_GIVEN TASK_
Write out each line of the records below without changing a single character.

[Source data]
━━━━━━━━

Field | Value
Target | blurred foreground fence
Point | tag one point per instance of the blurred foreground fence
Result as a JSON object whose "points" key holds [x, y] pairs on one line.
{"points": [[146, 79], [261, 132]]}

━━━━━━━━

_ANSWER TO THIS EXERCISE_
Field | Value
Target | blurred foreground fence
Point | tag one point per instance of the blurred foreground fence
Result as a JSON object whose "points" key holds [x, y] pairs on one line.
{"points": [[146, 79], [261, 132]]}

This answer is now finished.